→ Data supplied:
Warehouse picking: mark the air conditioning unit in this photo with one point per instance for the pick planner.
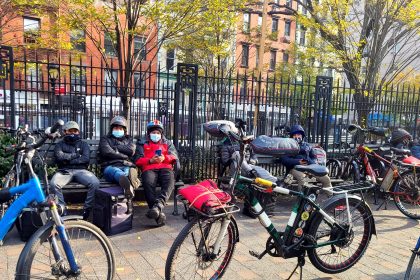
(285, 39)
(78, 88)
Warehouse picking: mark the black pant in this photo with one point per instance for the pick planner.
(151, 179)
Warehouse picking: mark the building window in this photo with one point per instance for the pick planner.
(77, 40)
(275, 25)
(245, 55)
(111, 77)
(302, 36)
(108, 45)
(247, 22)
(287, 28)
(33, 77)
(78, 79)
(257, 55)
(139, 85)
(31, 27)
(170, 59)
(273, 54)
(140, 47)
(259, 21)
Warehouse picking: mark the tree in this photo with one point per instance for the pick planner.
(373, 41)
(120, 22)
(210, 43)
(12, 9)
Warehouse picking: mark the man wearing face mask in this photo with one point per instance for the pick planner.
(306, 156)
(115, 152)
(156, 157)
(72, 158)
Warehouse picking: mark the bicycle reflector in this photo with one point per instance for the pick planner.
(369, 150)
(263, 182)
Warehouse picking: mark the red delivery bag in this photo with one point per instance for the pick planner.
(206, 196)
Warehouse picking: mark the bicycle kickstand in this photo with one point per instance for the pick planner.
(300, 264)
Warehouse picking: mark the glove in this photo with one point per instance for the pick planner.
(253, 173)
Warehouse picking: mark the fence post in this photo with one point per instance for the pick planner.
(7, 71)
(187, 79)
(323, 94)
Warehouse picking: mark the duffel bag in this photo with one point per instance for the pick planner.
(212, 127)
(275, 146)
(206, 196)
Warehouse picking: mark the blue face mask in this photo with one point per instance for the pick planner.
(72, 138)
(155, 137)
(118, 133)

→ Written request: Please duplicate the lines of the records from the one containing "Warehouse picking: mark the red" through the final line of the records, inclusive.

→ Exercise result:
Warehouse picking: mark the red delivery bag in this photo with one point per instance for the pick planner.
(206, 196)
Warehouse picking: mark the bicycle kickstand in this photo with one point per instance for the pick planner.
(300, 264)
Warehouse picking: mark the glove in this photo with one point per instance for the pick planner.
(253, 173)
Warehouse picking: mark the fence post in this photo with one point per instance for the pick planner.
(7, 71)
(187, 79)
(323, 94)
Warehouse picking: mark the duffel bag in this photo with one point per instance for the pick planner.
(212, 127)
(275, 146)
(206, 196)
Warehouse picking: mark the blue face mask in this photo with one point per instance for the pick planner.
(72, 138)
(155, 137)
(118, 133)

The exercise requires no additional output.